What the task asks: Print every row below word for word, leaving the pictures out of your answer.

Given data:
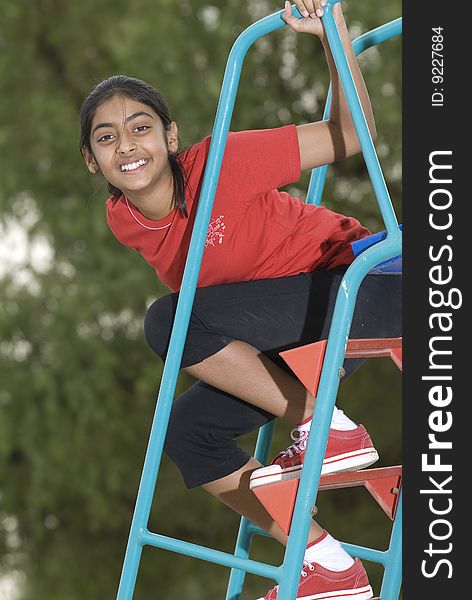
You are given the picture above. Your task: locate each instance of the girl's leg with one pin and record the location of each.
(201, 436)
(233, 490)
(235, 328)
(246, 373)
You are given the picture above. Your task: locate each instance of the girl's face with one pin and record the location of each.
(130, 147)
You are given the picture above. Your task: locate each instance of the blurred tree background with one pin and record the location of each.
(78, 382)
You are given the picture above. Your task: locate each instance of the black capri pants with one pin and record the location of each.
(272, 315)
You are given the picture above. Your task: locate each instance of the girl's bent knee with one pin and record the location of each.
(158, 324)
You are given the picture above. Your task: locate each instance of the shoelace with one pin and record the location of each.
(300, 438)
(304, 573)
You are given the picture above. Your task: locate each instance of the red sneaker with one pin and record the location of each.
(318, 583)
(346, 451)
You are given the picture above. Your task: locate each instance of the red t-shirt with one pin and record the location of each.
(255, 231)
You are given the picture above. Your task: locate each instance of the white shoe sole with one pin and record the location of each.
(350, 461)
(364, 593)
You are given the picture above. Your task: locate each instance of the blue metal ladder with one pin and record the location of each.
(287, 574)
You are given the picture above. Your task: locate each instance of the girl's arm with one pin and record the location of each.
(325, 142)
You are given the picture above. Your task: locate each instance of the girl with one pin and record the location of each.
(268, 281)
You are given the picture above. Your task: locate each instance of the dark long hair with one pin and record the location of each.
(121, 85)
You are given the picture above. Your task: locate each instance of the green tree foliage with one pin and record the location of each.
(78, 381)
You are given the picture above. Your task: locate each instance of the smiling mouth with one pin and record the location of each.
(133, 166)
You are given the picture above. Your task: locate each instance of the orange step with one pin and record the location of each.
(383, 484)
(307, 361)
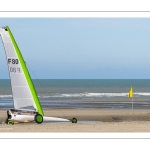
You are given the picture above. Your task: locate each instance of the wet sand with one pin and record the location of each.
(89, 120)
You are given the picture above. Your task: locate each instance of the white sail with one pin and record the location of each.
(21, 90)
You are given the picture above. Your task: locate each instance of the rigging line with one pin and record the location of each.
(44, 87)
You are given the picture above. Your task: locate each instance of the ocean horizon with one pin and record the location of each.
(62, 92)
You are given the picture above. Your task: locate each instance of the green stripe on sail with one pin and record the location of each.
(27, 75)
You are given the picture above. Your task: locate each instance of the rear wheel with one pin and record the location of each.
(74, 120)
(38, 118)
(8, 121)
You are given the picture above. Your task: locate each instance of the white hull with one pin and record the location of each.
(29, 118)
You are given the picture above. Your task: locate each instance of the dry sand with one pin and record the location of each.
(89, 120)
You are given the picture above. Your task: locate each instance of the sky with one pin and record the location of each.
(81, 48)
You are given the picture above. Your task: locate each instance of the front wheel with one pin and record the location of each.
(8, 121)
(74, 120)
(38, 118)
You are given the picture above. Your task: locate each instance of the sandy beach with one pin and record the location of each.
(89, 120)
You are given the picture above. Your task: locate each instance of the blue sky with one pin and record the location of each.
(82, 48)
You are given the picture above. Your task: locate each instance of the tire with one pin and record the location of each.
(8, 115)
(74, 120)
(8, 121)
(38, 118)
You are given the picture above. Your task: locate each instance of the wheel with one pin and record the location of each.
(74, 120)
(8, 121)
(38, 118)
(8, 115)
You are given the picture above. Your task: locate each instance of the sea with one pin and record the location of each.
(84, 93)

Expected answer:
You are given the picture above. Your task: locate each instance of the girl's leg with one pin and record the location of each.
(201, 436)
(233, 490)
(235, 328)
(246, 373)
You are given the picture above. Your task: locate each instance of the girl's face with one pin and record the location of each.
(130, 147)
You are given the picture above. Your task: locate each instance of the blurred tree background with one pin and record the location of each.
(78, 382)
You are given the picture above. Your task: locate each instance of the black capri pants with one pin and record the location of each.
(272, 315)
You are given the picture above. Your task: locate each instance of the girl's bent knee with one pin and record the location of each.
(158, 324)
You are given the picture above. Your task: locate each instance of the shoelace with one pin and record the location of each.
(300, 438)
(304, 573)
You are given the picture above. Your task: locate each instance of the red sneaker with one pin and record the location of each.
(318, 583)
(346, 451)
You are given the picture above. Your task: locate each instance of the red t-shirt with one pin and record the location of each.
(255, 231)
You are given the picture above. Your task: locate each instance of the white shoe sole with one pin and record the location of each.
(350, 461)
(364, 593)
You are given the picture above. Your task: locate each instance of the blue metal ladder with one pin and record the location of each.
(287, 574)
You are given the picture above. Your task: locate each instance of the girl's arm with one pin and record the location of each.
(325, 142)
You are given the picture above. Your task: locate each instance of the girl with one pin and record the location of each.
(268, 281)
You are given the picture above. Your task: locate each instance of the dark long hair with one pin and record the location of each.
(121, 85)
You are given the picture above. Your task: locate each instance of the green tree foliage with one pin and record the location of each.
(78, 381)
You are given the picture above. Your task: locate each instance of the smiling mouth with one pin and record the location of each.
(133, 166)
You are given the picture above. Your task: locate each instance of the orange step with one pin and record the location of each.
(383, 484)
(307, 361)
You are given the picture above. Your task: locate each instance of the wet sand with one pin and record the location of each.
(89, 120)
You are given the picture above. Your task: locate each instance of the white sail with one pin and record the location of each.
(21, 90)
You are given the picture above. Your task: locate each instance of the rigging line with one pin and record the location of each.
(44, 87)
You are given the picture above. Your task: locate each instance of the ocean horizon with one pin and record the location of each.
(62, 92)
You are given the picture above. Your task: locate each instance of the green stripe on sail with one pin and record the location of each.
(27, 75)
You are given the picture above. Your task: locate each instance of the rear wheel with one pin and record the location of each.
(74, 120)
(38, 118)
(8, 121)
You are given the picture above. Your task: locate each instance of the white hull with one pin and record the location of each.
(29, 118)
You are given the picture above. Your task: locate each instance of the dry sand with one pin and record the location of each.
(89, 120)
You are given the picture above. Your task: locate each instance of the sky with one pin and record the location of each.
(81, 48)
You are given the picture above. Your task: locate each instance of the front wheel with one pin and record the location of each.
(8, 121)
(74, 120)
(38, 118)
You are given the picture above. Your task: locate each instance of the sandy beach with one pin and record the location of each.
(89, 120)
You are given the picture above. Your task: locate each instance of the blue sky with one pin and record the location of each.
(82, 48)
You are given the picture above. Your task: locate each instance of the tire with one pin and record the location of each.
(8, 115)
(74, 120)
(8, 121)
(38, 118)
You are given the picture above. Your task: locate each instance of the wheel with one pin and record the location of each.
(74, 120)
(8, 121)
(38, 118)
(8, 115)
You are given the picture above. Your task: locate each instance of the sea with one pin and record the location of each.
(84, 93)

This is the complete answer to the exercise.